Work request
Reproduce part of the text on hiding provenance markers in JPEG files, beginning at the words "This led to" and stopping after "a single marker.".

Source text
──────────

This led to file-type profiles — JPEG, PNG, WebP, Audio — each with its own understanding of where injection targets live, what survives compression, and what the entropy landscape looks like. The embedder started doing reconnaissance before placing a single marker.
The “Douglas Rule” emerged here: a prime value only counts as a marker if it’s adjacent to a magic byte (42). If it’s not next to that sentinel, it’s not ours. Named, naturally, after the answer to life, the universe, and everything.
What if the table itself is the signal?
A question that changed the architecture: what sections of a JPEG file must be retained during compression? The answer: the DQT — the quantization table. Without it, the decoder can’t reconstruct the image.
Oh okay then let’s shift that section to its closest large prime. That’s Strategy 4.
This became Layer 1. Replace quantization table entries with nearest primes. The table itself carries the provenance signal. It must survive re-encoding because the codec depends on it. Double-quantization artifacts reveal its history.
A signal that the codec is contractually obligated to preserve.
The moment everything changed
Testing multi-generation JPEG cascades — Q95 down to Q85 down to Q75 down to Q60 down to Q40 — Jeremy noticed something that shouldn’t have been possible:
Wait wait wait, the more you try to hide through compression the more the canaries stick out?

──────────

Available data
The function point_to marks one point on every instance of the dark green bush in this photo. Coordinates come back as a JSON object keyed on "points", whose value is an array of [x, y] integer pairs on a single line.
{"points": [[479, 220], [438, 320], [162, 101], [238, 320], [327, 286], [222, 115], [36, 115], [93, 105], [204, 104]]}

──────────

Expected answer
This led to file-type profiles — JPEG, PNG, WebP, Audio — each with its own understanding of where injection targets live, what survives compression, and what the entropy landscape looks like. The embedder started doing reconnaissance before placing a single marker.